▶ [READING TEXT]:
[BEGIN]
Differential Operator Issue

Question

Let us consider the differential operator $H:= x \frac{d}{dx}$ and let us define \begin{equation} \hat{\mathcal{O}_n}= \frac{1}{n!}(H+n)(H+n-1)\cdots(H+2)(H+1). \end{equation}

I proved - by induction - that \begin{equation} \hat{\mathcal{O}_n}\left ( \frac{\log x}{x} \right )=\frac{1}{nx} \end{equation}

I notice that something similar happens with the following: \begin{gather*} \frac{\log(x)}{x^2}; \\ \frac{\log(x)}{x^3}. \end{gather*} In particular: \begin{equation} \hat{\mathcal{O}_n}\left ( \frac{\log x}{x^2} \right )=-\frac{1}{n(n-1)x^2} \end{equation} for $n \ge 2$, and \begin{equation} \hat{\mathcal{O}_n}\left ( \frac{\log x}{x^3} \right )=\frac{2}{n(n-1)(n-2)x^3} \end{equation}

So I think that, generally, the following statement is TRUE.

Statement (Conjecture). Let us consider the differential operator $\hat{\mathcal{O}_n}$, then \begin{equation} \hat{\mathcal{O}_n}\left ( \frac{\log x}{x^m} \right )=(-1)^{m+1}\frac{(m-1)!}{n(n-1)(n-2) \cdots (n-m+1)x^m} \end{equation} with $n \in \mathbb{N}$, $n \ge m$.

Anyone have any idea how it can be proved?

Answer 1

We show the validity of OPs claim by using some operator calculations and deriving binomial identities. We start with some notational conventions. Here we use rising and falling factorial powers \begin{align*} x^{\overline{n}}&=x(x+1)\cdots(x+n-1)\\ x^{\underline{n}}&=x(x-1)\cdots(x-n+1)\\ \end{align*} and the differential operator $D_x=\frac{d}{dx}$. Using this notation the operator $\hat{\mathcal{O}_n}$ can be written $$\hat{\mathcal{O}_n}=\frac{1}{n!}(xD_x+n)^{\underline{n}}$$

We now formulate OPs claim in two steps. At first we transform the operator to a more convenient representation which will be used in the proof below.
[END]
▶ [GIVEN REQUEST 1]: In the differential operator thread, by what method did the asker prove the result for log x divided by x?
▶ [GIVEN REQUEST 2]: Update everything in the differential operator thread from "We now formulate" down to "the proof below.", putting "practical" in place of "convenient".

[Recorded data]
[BEGIN]
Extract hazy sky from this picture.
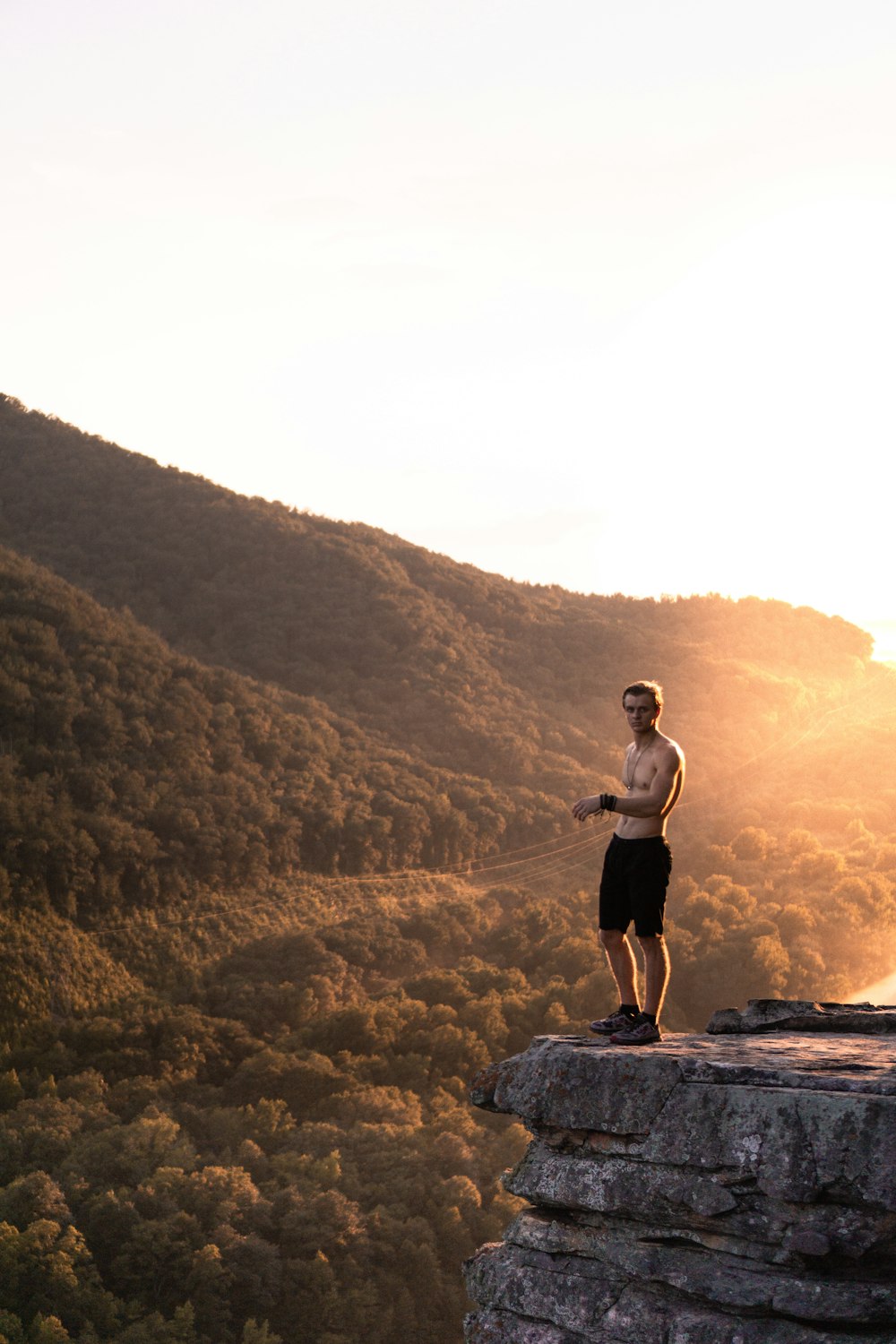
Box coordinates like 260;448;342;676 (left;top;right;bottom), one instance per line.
0;0;896;650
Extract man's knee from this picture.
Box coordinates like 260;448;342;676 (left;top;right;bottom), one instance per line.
637;933;667;957
598;929;625;952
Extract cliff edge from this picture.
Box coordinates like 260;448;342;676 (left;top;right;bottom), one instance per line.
465;1000;896;1344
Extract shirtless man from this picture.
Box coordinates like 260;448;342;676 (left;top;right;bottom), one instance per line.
573;682;685;1046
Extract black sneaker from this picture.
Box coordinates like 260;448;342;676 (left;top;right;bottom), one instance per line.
589;1008;638;1037
610;1018;662;1046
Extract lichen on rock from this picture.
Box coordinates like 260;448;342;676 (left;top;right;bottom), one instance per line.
465;1000;896;1344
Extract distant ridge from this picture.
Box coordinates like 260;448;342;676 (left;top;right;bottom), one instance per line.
0;398;871;796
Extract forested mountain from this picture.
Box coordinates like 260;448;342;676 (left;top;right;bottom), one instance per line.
0;398;896;1344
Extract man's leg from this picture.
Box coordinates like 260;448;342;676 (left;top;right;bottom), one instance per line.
642;935;670;1021
600;929;636;1008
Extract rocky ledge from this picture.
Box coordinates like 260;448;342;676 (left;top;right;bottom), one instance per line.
465;1000;896;1344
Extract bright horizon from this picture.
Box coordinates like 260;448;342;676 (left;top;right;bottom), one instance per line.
0;0;896;658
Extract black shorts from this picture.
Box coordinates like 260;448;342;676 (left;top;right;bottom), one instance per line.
599;836;672;938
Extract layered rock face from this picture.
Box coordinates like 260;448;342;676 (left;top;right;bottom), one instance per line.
465;1000;896;1344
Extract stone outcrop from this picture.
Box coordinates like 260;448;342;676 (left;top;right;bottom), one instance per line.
465;1000;896;1344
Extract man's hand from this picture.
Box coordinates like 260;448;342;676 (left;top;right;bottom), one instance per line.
573;793;603;822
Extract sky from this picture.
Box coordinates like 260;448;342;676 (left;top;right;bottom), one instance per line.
0;0;896;659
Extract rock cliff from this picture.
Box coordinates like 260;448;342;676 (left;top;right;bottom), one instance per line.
465;1000;896;1344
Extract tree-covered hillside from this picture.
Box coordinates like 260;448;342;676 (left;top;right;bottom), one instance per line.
0;398;896;1344
0;398;871;797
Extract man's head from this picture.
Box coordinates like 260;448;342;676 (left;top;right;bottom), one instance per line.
622;682;662;714
622;682;662;733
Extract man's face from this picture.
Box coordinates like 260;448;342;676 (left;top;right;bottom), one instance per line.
622;695;659;733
[END]
▶ [WORKED SOLUTION 1]: By induction.

▶ [WORKED SOLUTION 2]:
We now formulate OPs claim in two steps. At first we transform the operator to a more practical representation which will be used in the proof below.